An exact copy of the entries below is required, with all pictures removed.

(Supplied entries)

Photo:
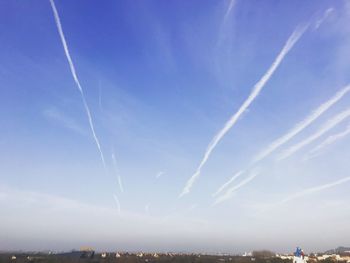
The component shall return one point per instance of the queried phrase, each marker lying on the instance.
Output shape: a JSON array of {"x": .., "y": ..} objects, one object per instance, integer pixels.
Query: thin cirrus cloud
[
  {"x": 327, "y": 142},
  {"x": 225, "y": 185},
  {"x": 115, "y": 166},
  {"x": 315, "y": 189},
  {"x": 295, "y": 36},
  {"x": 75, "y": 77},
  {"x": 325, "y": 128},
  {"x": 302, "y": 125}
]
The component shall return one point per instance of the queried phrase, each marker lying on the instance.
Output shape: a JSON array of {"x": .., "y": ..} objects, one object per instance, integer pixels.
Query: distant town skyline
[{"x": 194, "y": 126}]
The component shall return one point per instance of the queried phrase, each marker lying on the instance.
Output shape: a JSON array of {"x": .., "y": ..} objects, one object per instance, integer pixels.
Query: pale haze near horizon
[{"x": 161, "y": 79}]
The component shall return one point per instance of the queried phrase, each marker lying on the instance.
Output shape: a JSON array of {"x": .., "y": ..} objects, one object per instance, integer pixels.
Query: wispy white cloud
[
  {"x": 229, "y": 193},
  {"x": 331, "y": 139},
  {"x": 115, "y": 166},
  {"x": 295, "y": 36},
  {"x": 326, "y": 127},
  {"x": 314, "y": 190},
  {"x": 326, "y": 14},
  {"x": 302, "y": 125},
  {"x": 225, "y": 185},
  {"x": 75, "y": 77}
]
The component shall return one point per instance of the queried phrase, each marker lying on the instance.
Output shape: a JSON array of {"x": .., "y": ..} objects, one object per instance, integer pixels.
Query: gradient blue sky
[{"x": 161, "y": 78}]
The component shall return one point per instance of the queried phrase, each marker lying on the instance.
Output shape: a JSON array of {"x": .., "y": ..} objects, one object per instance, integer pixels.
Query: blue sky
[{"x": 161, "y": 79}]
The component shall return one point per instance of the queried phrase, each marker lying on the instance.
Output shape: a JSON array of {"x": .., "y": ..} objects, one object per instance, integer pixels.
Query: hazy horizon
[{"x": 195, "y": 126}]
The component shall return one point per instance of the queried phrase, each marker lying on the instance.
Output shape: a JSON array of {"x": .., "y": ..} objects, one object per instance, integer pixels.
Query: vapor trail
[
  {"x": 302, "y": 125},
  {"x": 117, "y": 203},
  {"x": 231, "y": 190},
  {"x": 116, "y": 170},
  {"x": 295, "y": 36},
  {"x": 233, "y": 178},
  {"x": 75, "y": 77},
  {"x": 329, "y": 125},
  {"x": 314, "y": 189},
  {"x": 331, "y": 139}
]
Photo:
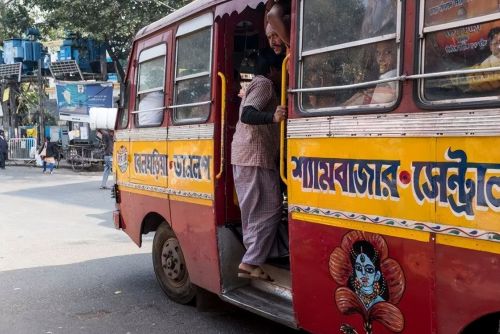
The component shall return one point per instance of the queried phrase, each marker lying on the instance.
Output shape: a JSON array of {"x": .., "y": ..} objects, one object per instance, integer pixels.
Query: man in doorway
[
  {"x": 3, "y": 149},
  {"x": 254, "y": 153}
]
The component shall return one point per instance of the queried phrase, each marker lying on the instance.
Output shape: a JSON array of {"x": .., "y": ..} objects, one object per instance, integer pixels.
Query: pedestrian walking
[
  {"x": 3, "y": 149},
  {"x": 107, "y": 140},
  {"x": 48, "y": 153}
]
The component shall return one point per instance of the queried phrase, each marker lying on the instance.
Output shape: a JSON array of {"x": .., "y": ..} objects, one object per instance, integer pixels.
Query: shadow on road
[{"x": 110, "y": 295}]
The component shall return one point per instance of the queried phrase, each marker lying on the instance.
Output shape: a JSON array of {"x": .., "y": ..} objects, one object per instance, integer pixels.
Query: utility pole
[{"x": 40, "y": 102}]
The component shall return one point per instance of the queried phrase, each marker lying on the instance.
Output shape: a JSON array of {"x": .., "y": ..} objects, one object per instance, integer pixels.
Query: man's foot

(End Supplied entries)

*Completed exercise:*
Photo:
The component shall return one point per instance of the queried phrase, each marker lying on the instance.
Output shape: a JSON array of {"x": .., "y": ..} objects, one object per instance, integer pixels.
Query: thin cirrus cloud
[
  {"x": 327, "y": 142},
  {"x": 225, "y": 185},
  {"x": 115, "y": 166},
  {"x": 315, "y": 189},
  {"x": 295, "y": 36},
  {"x": 75, "y": 77},
  {"x": 325, "y": 128},
  {"x": 302, "y": 125}
]
The component shall return one point per instance of the queried phrase, each marker lying on the instance.
Output shape: a JSON array of {"x": .., "y": ..} objects, one object per instance, integer pixels.
Query: distant town skyline
[{"x": 194, "y": 126}]
The component shall return one point per instance of the queried phrase, each marker lying on the instance.
Output shape: a JSON array of {"x": .., "y": ..} objects, one object per instance, integer pixels.
Query: pale haze near horizon
[{"x": 161, "y": 79}]
The component shall return one point per instance of the queried phrase, each marker lying on the instance.
Output shape: a JSON array of {"x": .., "y": ..} objects, one object per instance, integer pixels.
Query: wispy white cloud
[
  {"x": 229, "y": 193},
  {"x": 331, "y": 139},
  {"x": 115, "y": 166},
  {"x": 295, "y": 36},
  {"x": 326, "y": 127},
  {"x": 314, "y": 190},
  {"x": 326, "y": 14},
  {"x": 302, "y": 125},
  {"x": 225, "y": 185},
  {"x": 75, "y": 77}
]
The component shall return one point per instance of the queried phrase, each marker lying on the instance.
Output shape: a JSON array of {"x": .., "y": ..} objects, one object per instance, integer pixels.
Query: gradient blue sky
[{"x": 161, "y": 78}]
The component shall return one point per instance of the queried phrase, each marker lying on the instance.
Output shape: a JSON array of {"x": .., "y": ..} objects, one object per instance, integer pixels.
Query: blue sky
[{"x": 161, "y": 79}]
The component shall return one point per instance of the queried phrase, each marker lying on the instance.
Output shape: a JSON array of {"x": .., "y": ..} objects, one object per instance, integer pixels.
Query: hazy horizon
[{"x": 195, "y": 126}]
The component shall return one point per instance of the queried phrase, each marker lying on the instance.
Output shape: a JSON array of {"x": .., "y": ..} objects, one object per instance, integer pixels.
Query: vapor trail
[
  {"x": 302, "y": 125},
  {"x": 117, "y": 203},
  {"x": 231, "y": 190},
  {"x": 116, "y": 170},
  {"x": 295, "y": 36},
  {"x": 233, "y": 178},
  {"x": 75, "y": 77},
  {"x": 329, "y": 125},
  {"x": 314, "y": 189},
  {"x": 331, "y": 139}
]
Photo:
The component shall return one point per instance of the queried phrase, each marker lying on the instance.
Output shape: a JSON array of {"x": .., "y": ..} objects, one object per instance, integer pixels.
Query: man in doorway
[
  {"x": 3, "y": 149},
  {"x": 254, "y": 153}
]
The component shall return one point per instance of the queried phrase, each marker lying on the instance.
Output shape: a JSON array of {"x": .., "y": ..} objects, one object per instance, integer pixels.
Query: pedestrian walking
[
  {"x": 3, "y": 149},
  {"x": 107, "y": 140},
  {"x": 48, "y": 153}
]
The component shall return one point per instance of the queried phrase, each marker lying on the instance.
Output shape: a JSON array of {"x": .., "y": ..} objects, one object per instance, integer pixels.
Query: shadow on road
[{"x": 110, "y": 295}]
The component shall return one point per instance of the queried phrase, each marker lying on the instance.
Output shape: a JSON array of {"x": .., "y": ..} objects, one object per instance, integer pixels.
Query: utility pole
[{"x": 40, "y": 102}]
The component shall return one point per instance of the queried phrase, each marker lying on the instance.
Output shape: a JSON array of {"x": .., "y": ..} objects, one object per instance, integer pixels.
Query: man's foot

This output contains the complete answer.